Requirement A —
Edit the records from their first line through the line containing "segment --target=uprooted vegetation", inclusive, changing "instance" to "occurrence" and leaving everything else unchanged.

Given text —

Yaśodharā (, ) was the wife of Prince Siddhartha — until he left his home to become a śramaṇa— the mother of Rāhula, and the sister of Devadatta. She later became a Buddhist Nun and is considered an arahatā.

Life

Yaśodharā was the daughter of King Suppabuddha, and Amita. She was born on same day in the month of Vaishaka as prince Siddhartha. Her grandfather was Añjana a Koliya chief, her father was Suppabuddha and her mother, Amitā, came from a Shakya family. The Shakya and the Koliya were branches of the Ādicca (Sanskrit: Aditya) or Ikshvaku dynasty. There were no other families considered equal to them in the region and therefore members of these two royal families married only among themselves. 

She was wedded to the Shakya prince Siddhartha, when they were both 16. At the age of 29, she gave birth to their only child, a boy named Rāhula. On the night of his birth, the prince left the palace. Yaśodharā was devastated and overcome with grief.  Once prince Siddhartha left his home at night for enlightenment, the next day, everyone was surprised by the absence of the prince. The famous Indian Hindi poet Maithili Sharan Gupt (1886–1964) tried to gather the emotions of Yaśodharā in his poem:

Oh dear, if he would have told me,

Would he still have found me a roadblock?

He gave me lot of respect,

But did he recognize my existence in true sense?

I recognized him,

If he had this thought in his heart

Oh dear, if he would have told me. (Translated by Gurmeet Kaur)

Later, when she realised that he had left, Yaśodharā decided to lead a simple life. Although relatives sent her messages to say that they would maintain her, she did not take up those offers. Several princes sought her hand but she rejected the proposals. Throughout his six-year absence, Princess Yaśodharā followed the news of his actions closely .

Raw records —

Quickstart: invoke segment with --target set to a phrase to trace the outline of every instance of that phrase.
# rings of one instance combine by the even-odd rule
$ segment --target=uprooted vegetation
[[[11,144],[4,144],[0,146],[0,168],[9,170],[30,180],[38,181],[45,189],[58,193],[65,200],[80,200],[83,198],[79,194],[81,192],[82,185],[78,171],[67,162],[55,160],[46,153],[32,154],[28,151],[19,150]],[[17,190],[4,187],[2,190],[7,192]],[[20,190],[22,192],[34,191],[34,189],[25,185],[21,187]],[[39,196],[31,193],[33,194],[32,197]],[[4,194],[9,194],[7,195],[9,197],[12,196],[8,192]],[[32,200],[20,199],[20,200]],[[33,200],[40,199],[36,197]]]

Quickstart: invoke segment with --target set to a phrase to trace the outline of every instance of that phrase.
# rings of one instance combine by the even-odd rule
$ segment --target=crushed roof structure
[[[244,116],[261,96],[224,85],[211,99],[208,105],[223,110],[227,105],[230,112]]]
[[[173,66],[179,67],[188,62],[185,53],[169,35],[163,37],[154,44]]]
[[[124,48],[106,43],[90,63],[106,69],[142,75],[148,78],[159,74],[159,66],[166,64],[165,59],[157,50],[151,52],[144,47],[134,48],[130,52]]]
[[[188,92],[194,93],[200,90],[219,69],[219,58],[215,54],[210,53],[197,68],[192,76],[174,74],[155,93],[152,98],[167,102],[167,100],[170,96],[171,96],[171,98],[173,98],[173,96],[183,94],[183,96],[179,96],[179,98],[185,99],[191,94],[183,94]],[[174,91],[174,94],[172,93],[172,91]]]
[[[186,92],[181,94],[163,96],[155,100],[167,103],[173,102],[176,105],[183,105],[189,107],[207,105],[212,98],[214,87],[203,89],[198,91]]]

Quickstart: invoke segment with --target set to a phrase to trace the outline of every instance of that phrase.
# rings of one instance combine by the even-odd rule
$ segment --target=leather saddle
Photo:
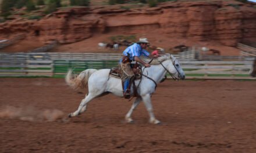
[[[133,97],[137,97],[138,96],[138,93],[137,92],[137,86],[135,85],[135,81],[136,80],[140,80],[141,79],[142,76],[142,71],[141,71],[141,66],[138,63],[136,64],[130,64],[131,65],[131,70],[134,73],[134,75],[131,76],[130,79],[130,83],[129,89],[130,88],[131,83],[133,83],[133,89],[134,91]],[[109,72],[109,76],[120,79],[122,80],[122,85],[123,87],[123,91],[124,91],[124,80],[122,79],[122,70],[120,68],[120,66],[119,65],[117,67],[111,68]],[[124,93],[125,94],[125,93]]]

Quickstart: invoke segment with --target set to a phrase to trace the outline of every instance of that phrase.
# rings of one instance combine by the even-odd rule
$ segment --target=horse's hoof
[[[133,123],[134,122],[134,121],[130,118],[127,118],[125,119],[126,121],[126,122],[129,123]]]

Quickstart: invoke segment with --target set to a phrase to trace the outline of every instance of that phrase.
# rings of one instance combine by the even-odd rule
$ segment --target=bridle
[[[153,60],[154,60],[154,58],[152,58],[152,59],[150,61],[150,62],[148,62],[148,64],[150,64],[150,63],[152,62],[152,61]],[[161,64],[161,65],[163,67],[163,68],[165,70],[165,71],[166,71],[167,72],[168,72],[168,74],[170,75],[170,76],[172,76],[172,78],[174,80],[175,80],[175,81],[178,81],[178,80],[179,80],[179,78],[176,77],[175,75],[174,75],[172,74],[171,72],[170,72],[170,71],[169,71],[168,70],[167,70],[167,68],[166,68],[163,65],[163,64],[162,63],[161,61],[159,61],[159,60],[158,60],[158,61],[160,63],[160,64]],[[173,61],[172,59],[172,64],[173,65],[174,67],[175,67],[175,69],[176,70],[176,73],[177,73],[177,72],[178,73],[178,76],[181,76],[180,72],[179,72],[179,71],[178,71],[177,67],[175,66],[175,60]],[[141,72],[141,75],[142,75],[143,76],[146,77],[147,78],[148,78],[148,79],[151,80],[152,81],[153,81],[153,82],[155,83],[155,89],[156,89],[157,87],[157,82],[155,82],[152,78],[150,78],[150,77],[149,77],[149,76],[148,76],[147,75],[145,75],[143,74],[143,71],[144,71],[144,70],[145,70],[145,68],[146,68],[146,67],[145,67],[143,68],[143,70],[142,72]],[[175,73],[175,74],[176,74],[176,73]],[[140,86],[140,82],[141,82],[141,79],[140,80],[140,82],[138,83],[138,86],[137,86],[137,88],[138,88],[138,87]]]

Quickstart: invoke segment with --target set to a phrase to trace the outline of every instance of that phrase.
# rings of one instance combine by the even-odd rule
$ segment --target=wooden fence
[[[248,74],[253,61],[182,60],[180,63],[187,79],[255,79]],[[118,63],[118,60],[0,59],[0,76],[64,75],[69,68],[79,73],[87,68],[111,68]]]

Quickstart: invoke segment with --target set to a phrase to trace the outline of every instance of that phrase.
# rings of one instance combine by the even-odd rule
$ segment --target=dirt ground
[[[67,118],[84,94],[64,79],[0,78],[0,152],[256,152],[256,81],[167,80],[143,103],[108,94]]]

Requirement B —
Continue the text about Yaśodharā from its last sentence.

Answer A —
Quickstart: invoke segment with --target set to a phrase to trace the outline of every occurrence of that phrase.
# rings of one occurrence combine by the even-odd rule
$ segment --target=uprooted vegetation

Answer B —
When the Buddha visited Kapilavastu after enlightenment, Yaśodharā did not go to see her former husband but asked Rāhula to go to the Buddha to seek inheritance. For herself, she thought: "Surely if I have gained any virtue at all the Lord will come to my presence." In order to fulfill her wish, Buddha came into her presence and admired her patience and sacrifice. King Suddhodana told Buddha how his daughter-in-law, Yasodhara, had spent her life in grief, without her husband.

Some time after her son Rāhula became a monk, Yaśodharā also entered the Order of Monks and Nuns and within time attained the state of an arhat. She was ordained as bhikkhuni with the five hundred women following Mahapajapati Gotami that first established the bhikkhuni order. She died at 78, two years before Buddha's parinirvana (death).

Legends

In the , The Collective Sutra of the Buddha's Past Acts, Yashodharā meets Siddhārtha Gautama for the first time in a previous life, when as the young Brahmin (ancient Nepali priest) Sumedha, he is formally identified as a future Buddha by the buddha of that era, Dīpankara Buddha. Waiting in the city of Paduma for Dīpankara Buddha, he tries to buy flowers as an offering but soon learns that the king already bought all the flowers for his own offering. Yet, as Dipankara is approaching, Sumedha spots a girl named Sumithra (or Bhadra) holding seven lotus flowers in her hands. He speaks to her with the intention of buying one of her flowers, but she recognises at once his potential and offers him five of the lotuses if he would promise that they would become husband and wife in all their next existences.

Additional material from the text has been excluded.